URSULA K. LE GUIN on an Artist’s Passion

Ursula K Le Guin
The choice to train to be an artist of any kind is a risky one. Art’s a vocation, and often pays little for years and years — or never. Kids who want to be dancers, musicians, painters, writers, need more than dreams. They need a serious commitment to learning how to do what they want to do, and working at it through failure and discouragement. Dreams are lovely, but passion is what an artist needs — a passion for the work. That’s all that can carry you through the hard times. So I guess my advice to the young writer is a warning, and a wish: You’ve chosen a really, really hard job that probably won’t pay you beans — so get yourself some kind of salable skill to live on! And may you find the reward of your work in the work itself. May it bring you joy.

Ray Bradbury on Being a Sublime Fool

To sum it all up, if you want to write, if you want to create, you must be the most sublime fool that God ever turned out and sent rambling.

You must write every single day of your life.

You must read dreadful dumb books and glorious books, and let them wrestle in beautiful fights inside your head, vulgar one moment, brilliant the next.

You must lurk in libraries and climb the stacks like ladders to sniff books like perfumes and wear books like hats upon your crazy heads.

I wish for you a wrestling match with your Creative Muse that will last a lifetime.

I wish craziness and foolishness and madness upon you.

May you live with hysteria, and out of it make fine stories—science fiction or otherwise.

* [Short task A]
Repeat word for word the stretch of rows below from the line that contains "Get the bounding box for forearm." through the line that contains "366;150;398;192".

* [Supplied material]
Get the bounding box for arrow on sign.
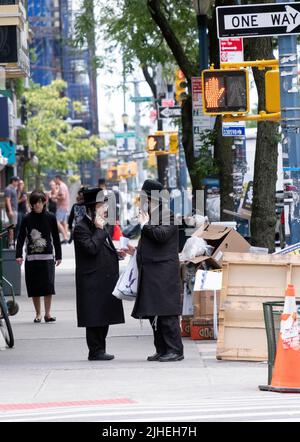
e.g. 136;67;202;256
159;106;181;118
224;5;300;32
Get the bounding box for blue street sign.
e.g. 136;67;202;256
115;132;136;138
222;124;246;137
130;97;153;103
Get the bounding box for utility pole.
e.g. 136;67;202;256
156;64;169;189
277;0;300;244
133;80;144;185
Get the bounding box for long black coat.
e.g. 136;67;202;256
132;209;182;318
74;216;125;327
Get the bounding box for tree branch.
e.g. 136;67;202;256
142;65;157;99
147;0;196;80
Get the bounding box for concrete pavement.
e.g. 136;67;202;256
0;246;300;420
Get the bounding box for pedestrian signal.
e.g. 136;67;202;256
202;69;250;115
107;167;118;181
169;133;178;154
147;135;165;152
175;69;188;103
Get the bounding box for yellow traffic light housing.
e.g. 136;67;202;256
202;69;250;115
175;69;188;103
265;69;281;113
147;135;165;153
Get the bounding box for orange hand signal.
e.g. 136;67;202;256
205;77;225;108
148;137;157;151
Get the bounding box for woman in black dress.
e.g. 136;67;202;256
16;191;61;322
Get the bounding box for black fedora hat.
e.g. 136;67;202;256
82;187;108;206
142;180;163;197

* * *

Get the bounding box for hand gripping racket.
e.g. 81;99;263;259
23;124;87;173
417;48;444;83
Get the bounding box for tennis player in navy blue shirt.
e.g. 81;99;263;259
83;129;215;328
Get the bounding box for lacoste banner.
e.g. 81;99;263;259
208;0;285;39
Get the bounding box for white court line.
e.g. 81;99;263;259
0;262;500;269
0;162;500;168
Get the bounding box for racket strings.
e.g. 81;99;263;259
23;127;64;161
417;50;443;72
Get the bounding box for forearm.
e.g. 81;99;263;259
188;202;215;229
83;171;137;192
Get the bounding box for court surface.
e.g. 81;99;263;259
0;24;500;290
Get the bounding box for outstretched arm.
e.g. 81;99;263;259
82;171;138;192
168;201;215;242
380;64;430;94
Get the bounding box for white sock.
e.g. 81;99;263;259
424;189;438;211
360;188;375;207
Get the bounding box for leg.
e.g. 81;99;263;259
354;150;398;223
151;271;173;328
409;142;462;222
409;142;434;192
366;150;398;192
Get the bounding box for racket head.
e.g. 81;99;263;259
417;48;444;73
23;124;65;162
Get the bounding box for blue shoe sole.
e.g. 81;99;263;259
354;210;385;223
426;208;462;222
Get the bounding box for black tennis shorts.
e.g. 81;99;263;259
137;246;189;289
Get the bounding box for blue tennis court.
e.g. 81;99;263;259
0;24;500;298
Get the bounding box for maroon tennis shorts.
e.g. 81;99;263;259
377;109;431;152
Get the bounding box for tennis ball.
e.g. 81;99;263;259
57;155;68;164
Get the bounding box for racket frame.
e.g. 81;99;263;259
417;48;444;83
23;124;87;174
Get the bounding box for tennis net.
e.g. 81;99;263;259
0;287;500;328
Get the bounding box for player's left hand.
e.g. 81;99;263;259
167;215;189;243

* [Short task B]
Print the stretch of the writing-advice passage above from "To sum it all" through "fiction or otherwise.", copied word for word.

* [Exercise output A]
Get the bounding box for forearm.
e.g. 81;99;263;259
188;202;215;229
83;171;137;192
Get the bounding box for court surface.
e.g. 81;99;263;259
0;24;500;290
Get the bounding box for outstretched arm.
e.g. 81;99;263;259
82;171;138;192
168;201;215;242
380;64;430;94
Get the bounding box for white sock.
e.g. 81;99;263;259
424;189;438;211
360;188;375;207
Get the bounding box for leg.
e.g. 81;99;263;259
354;150;398;223
151;271;173;328
409;142;462;222
409;142;434;192
366;150;398;192

* [Exercise output B]
To sum it all up, if you want to write, if you want to create, you must be the most sublime fool that God ever turned out and sent rambling.

You must write every single day of your life.

You must read dreadful dumb books and glorious books, and let them wrestle in beautiful fights inside your head, vulgar one moment, brilliant the next.

You must lurk in libraries and climb the stacks like ladders to sniff books like perfumes and wear books like hats upon your crazy heads.

I wish for you a wrestling match with your Creative Muse that will last a lifetime.

I wish craziness and foolishness and madness upon you.

May you live with hysteria, and out of it make fine stories—science fiction or otherwise.